= Aim =
Can you recast every line of the listing below as a Markdown table with two columns, "Row" for the row number and "Entry" for the line itself, leaving out any blank lines?

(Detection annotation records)
* begin *
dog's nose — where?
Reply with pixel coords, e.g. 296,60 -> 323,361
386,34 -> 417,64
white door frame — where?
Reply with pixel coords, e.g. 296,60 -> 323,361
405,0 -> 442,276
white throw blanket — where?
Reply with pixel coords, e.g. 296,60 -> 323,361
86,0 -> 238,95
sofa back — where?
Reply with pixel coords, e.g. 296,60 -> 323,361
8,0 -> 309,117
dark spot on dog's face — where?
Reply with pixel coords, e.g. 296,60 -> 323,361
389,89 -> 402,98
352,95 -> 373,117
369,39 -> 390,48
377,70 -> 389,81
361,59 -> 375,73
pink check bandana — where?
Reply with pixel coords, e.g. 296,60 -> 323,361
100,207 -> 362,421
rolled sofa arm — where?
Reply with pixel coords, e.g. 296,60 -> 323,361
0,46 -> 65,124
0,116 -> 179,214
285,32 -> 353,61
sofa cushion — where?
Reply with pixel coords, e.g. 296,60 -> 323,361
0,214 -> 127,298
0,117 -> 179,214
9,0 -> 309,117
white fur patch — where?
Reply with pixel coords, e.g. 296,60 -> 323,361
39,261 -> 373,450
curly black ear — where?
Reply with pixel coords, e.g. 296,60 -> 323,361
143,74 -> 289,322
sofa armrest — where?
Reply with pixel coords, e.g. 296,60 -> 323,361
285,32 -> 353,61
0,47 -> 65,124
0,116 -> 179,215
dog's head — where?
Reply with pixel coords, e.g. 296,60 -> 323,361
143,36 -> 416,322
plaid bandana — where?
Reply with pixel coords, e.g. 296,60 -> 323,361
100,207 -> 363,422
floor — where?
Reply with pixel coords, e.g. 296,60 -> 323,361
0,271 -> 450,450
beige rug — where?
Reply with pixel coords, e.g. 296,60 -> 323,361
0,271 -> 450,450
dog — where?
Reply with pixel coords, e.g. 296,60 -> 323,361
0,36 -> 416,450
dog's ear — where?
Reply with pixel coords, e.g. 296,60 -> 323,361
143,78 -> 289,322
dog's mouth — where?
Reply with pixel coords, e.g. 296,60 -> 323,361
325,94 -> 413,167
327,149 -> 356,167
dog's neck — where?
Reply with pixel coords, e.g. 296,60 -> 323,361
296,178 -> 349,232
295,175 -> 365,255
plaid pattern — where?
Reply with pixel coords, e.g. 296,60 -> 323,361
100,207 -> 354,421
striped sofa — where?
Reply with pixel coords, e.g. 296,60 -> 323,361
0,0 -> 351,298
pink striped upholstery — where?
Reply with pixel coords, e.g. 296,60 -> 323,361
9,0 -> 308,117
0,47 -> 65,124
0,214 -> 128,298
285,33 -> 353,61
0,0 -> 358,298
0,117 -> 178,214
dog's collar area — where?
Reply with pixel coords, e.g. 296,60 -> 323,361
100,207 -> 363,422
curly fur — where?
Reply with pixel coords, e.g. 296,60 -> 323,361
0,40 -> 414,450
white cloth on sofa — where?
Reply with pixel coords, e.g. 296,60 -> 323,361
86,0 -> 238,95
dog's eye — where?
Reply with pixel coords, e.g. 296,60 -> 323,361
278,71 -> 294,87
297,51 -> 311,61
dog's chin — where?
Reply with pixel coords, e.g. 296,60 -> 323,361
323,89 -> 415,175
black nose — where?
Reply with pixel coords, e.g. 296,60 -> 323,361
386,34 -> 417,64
* end *
= Problem solution =
| Row | Entry |
|---|---|
| 1 | dog's nose — where? |
| 2 | Reply with pixel coords, e.g. 296,60 -> 323,361 |
| 3 | 386,34 -> 417,64 |
| 4 | white door frame — where? |
| 5 | Reply with pixel coords, e.g. 296,60 -> 323,361 |
| 6 | 405,0 -> 442,276 |
| 7 | white throw blanket — where? |
| 8 | Reply with pixel coords, e.g. 296,60 -> 323,361 |
| 9 | 86,0 -> 238,95 |
| 10 | sofa back — where? |
| 11 | Reply with pixel coords, e.g. 296,60 -> 323,361 |
| 12 | 8,0 -> 309,117 |
| 13 | dark spot on dog's face — where? |
| 14 | Reply with pixel coords, e.g. 296,60 -> 323,361 |
| 15 | 389,89 -> 402,98 |
| 16 | 352,95 -> 373,117 |
| 17 | 369,39 -> 390,48 |
| 18 | 377,70 -> 389,81 |
| 19 | 361,59 -> 375,73 |
| 20 | pink check bandana — where? |
| 21 | Reply with pixel coords, e.g. 296,60 -> 323,361 |
| 22 | 100,207 -> 362,421 |
| 23 | rolled sofa arm — where? |
| 24 | Reply with pixel coords, e.g. 296,60 -> 323,361 |
| 25 | 0,46 -> 65,124 |
| 26 | 0,116 -> 179,214 |
| 27 | 285,32 -> 353,61 |
| 28 | sofa cushion — where? |
| 29 | Reply with pixel coords, e.g. 296,60 -> 323,361 |
| 30 | 0,214 -> 127,298 |
| 31 | 0,117 -> 179,214 |
| 32 | 9,0 -> 309,117 |
| 33 | white fur patch — where? |
| 34 | Reply with pixel coords, e.g. 296,60 -> 323,361 |
| 35 | 39,261 -> 373,450 |
| 36 | curly black ear — where? |
| 37 | Reply with pixel coords, e.g. 296,60 -> 323,361 |
| 38 | 143,74 -> 289,322 |
| 39 | sofa armrest — where? |
| 40 | Reply with pixel coords, e.g. 296,60 -> 323,361 |
| 41 | 285,32 -> 353,61 |
| 42 | 0,47 -> 65,124 |
| 43 | 0,116 -> 179,215 |
| 44 | dog's head — where? |
| 45 | Reply with pixel coords, e.g. 296,60 -> 323,361 |
| 46 | 143,36 -> 416,322 |
| 47 | plaid bandana — where? |
| 48 | Reply with pixel coords, e.g. 296,60 -> 323,361 |
| 49 | 100,207 -> 363,422 |
| 50 | floor — where? |
| 51 | Reply with pixel coords, e.g. 296,60 -> 323,361 |
| 52 | 0,271 -> 450,450 |
| 53 | beige rug — where? |
| 54 | Reply with pixel coords, e.g. 296,60 -> 323,361 |
| 55 | 0,271 -> 450,450 |
| 56 | dog — where? |
| 57 | Reply with pixel coords, e.g. 296,60 -> 323,361 |
| 58 | 0,36 -> 416,450 |
| 59 | dog's ear — where? |
| 60 | Reply with pixel coords, e.g. 296,60 -> 323,361 |
| 61 | 143,78 -> 289,322 |
| 62 | dog's mouth — where? |
| 63 | Reply with pixel coords, e.g. 296,60 -> 323,361 |
| 64 | 325,94 -> 413,167 |
| 65 | 327,149 -> 356,167 |
| 66 | dog's neck — where? |
| 67 | Reply with pixel coords, e.g. 296,60 -> 323,361 |
| 68 | 296,178 -> 349,232 |
| 69 | 295,175 -> 365,255 |
| 70 | plaid pattern — where? |
| 71 | Reply with pixel coords, e.g. 296,60 -> 323,361 |
| 72 | 100,207 -> 354,421 |
| 73 | striped sofa — where? |
| 74 | Reply with pixel coords, e.g. 296,60 -> 323,361 |
| 75 | 0,0 -> 351,298 |
| 76 | pink striped upholstery — where? |
| 77 | Reply with pixel coords, e.g. 296,60 -> 323,361 |
| 78 | 9,0 -> 308,117 |
| 79 | 0,47 -> 65,124 |
| 80 | 0,214 -> 128,298 |
| 81 | 285,33 -> 353,61 |
| 82 | 0,0 -> 358,298 |
| 83 | 0,117 -> 178,214 |
| 84 | dog's collar area — where? |
| 85 | Reply with pixel coords, e.g. 296,60 -> 323,361 |
| 86 | 100,207 -> 363,422 |
| 87 | curly fur — where? |
| 88 | Reply with pixel coords, e.g. 296,60 -> 323,361 |
| 89 | 0,40 -> 414,450 |
| 90 | white cloth on sofa — where? |
| 91 | Reply with pixel coords, e.g. 296,60 -> 323,361 |
| 92 | 86,0 -> 238,95 |
| 93 | dog's eye — where? |
| 94 | Reply with pixel coords, e.g. 296,60 -> 323,361 |
| 95 | 278,71 -> 294,87 |
| 96 | 297,51 -> 311,61 |
| 97 | dog's chin — where? |
| 98 | Reply with pixel coords, e.g. 296,60 -> 323,361 |
| 99 | 323,89 -> 415,175 |
| 100 | black nose — where? |
| 101 | Reply with pixel coords, e.g. 296,60 -> 323,361 |
| 102 | 386,34 -> 417,64 |